Passage provided

Amidst the Big Four shakeup that was the 2014 Australian Open, we rightfully questioned tennis’ royalty, the Big Four, in both name and future. Consider: the Monday after the Australian Open, the Big Four were ranked Nos. 8, 6, 2 and 1.
A month later, we deflect the hype and measure the Big Four’s more complete starts to 2014.
Federer has the strongest start to 2014 of the Big Four. (Lesson: Set the bar low.) The GOAT dispensed of Murray in the Australian Open, only losing to Rafael Nadal, who was, unsurprisingly, playing unreal tennis.
And a month later, Federer has already matched his 2013 title haul by winning his sixth Dubai Championships. Moreover, his mind is right and his back is better. All good signs that Federer, whatever version, is back for 2014.
Hard to share a fair read on Murray so far. He explicitly lowered his expectations before Australia and rightfully so after the back surgery.
One way to read his 2014: He’s had a rough start. Murray didn’t reach the Australian Open finals for only the second time in five years. Last month at Acapulco, he lost in the semis.
Another, more realistic way to view his year so far: He’s had a solid start. He reached the quarters of the AO, pushing a resurgent Federer to four sets. Murray also has been able to stay healthy so far this year. (Knock on wood.)
He played four matches in four days, including three three-setters and some late-night finishes, without his surgically repaired back bothering him.

Assigned task
Copy out the piece on the Big Four's starts to 2014 in full, word for word.

Material provided
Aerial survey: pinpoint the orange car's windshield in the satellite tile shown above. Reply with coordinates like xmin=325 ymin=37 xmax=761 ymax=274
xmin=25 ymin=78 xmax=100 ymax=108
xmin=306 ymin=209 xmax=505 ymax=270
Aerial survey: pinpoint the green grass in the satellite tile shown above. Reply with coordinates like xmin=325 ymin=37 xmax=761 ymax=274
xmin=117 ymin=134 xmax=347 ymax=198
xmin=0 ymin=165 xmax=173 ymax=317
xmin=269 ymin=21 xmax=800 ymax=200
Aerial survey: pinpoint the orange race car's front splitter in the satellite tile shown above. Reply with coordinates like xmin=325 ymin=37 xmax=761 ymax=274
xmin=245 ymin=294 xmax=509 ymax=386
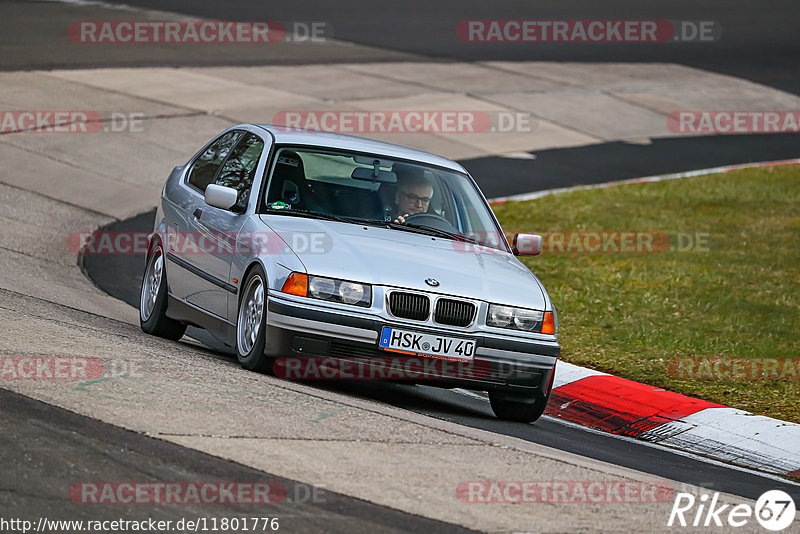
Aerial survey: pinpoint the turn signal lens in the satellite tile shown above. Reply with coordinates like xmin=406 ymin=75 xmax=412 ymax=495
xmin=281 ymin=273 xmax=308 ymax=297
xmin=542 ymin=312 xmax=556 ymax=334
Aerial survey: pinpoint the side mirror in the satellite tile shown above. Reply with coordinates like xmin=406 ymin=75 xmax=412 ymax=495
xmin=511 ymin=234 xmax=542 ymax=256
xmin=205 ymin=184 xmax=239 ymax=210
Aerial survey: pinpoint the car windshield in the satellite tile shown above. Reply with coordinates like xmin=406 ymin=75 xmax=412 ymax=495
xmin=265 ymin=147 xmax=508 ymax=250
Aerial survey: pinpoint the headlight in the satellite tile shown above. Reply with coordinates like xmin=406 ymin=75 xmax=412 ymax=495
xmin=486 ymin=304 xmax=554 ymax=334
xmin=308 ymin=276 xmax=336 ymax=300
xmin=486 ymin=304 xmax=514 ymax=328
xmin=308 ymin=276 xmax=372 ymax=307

Exercise response
Amidst the Big Four shakeup that was the 2014 Australian Open, we rightfully questioned tennis’ royalty, the Big Four, in both name and future. Consider: the Monday after the Australian Open, the Big Four were ranked Nos. 8, 6, 2 and 1.
A month later, we deflect the hype and measure the Big Four’s more complete starts to 2014.
Federer has the strongest start to 2014 of the Big Four. (Lesson: Set the bar low.) The GOAT dispensed of Murray in the Australian Open, only losing to Rafael Nadal, who was, unsurprisingly, playing unreal tennis.
And a month later, Federer has already matched his 2013 title haul by winning his sixth Dubai Championships. Moreover, his mind is right and his back is better. All good signs that Federer, whatever version, is back for 2014.
Hard to share a fair read on Murray so far. He explicitly lowered his expectations before Australia and rightfully so after the back surgery.
One way to read his 2014: He’s had a rough start. Murray didn’t reach the Australian Open finals for only the second time in five years. Last month at Acapulco, he lost in the semis.
Another, more realistic way to view his year so far: He’s had a solid start. He reached the quarters of the AO, pushing a resurgent Federer to four sets. Murray also has been able to stay healthy so far this year. (Knock on wood.)
He played four matches in four days, including three three-setters and some late-night finishes, without his surgically repaired back bothering him.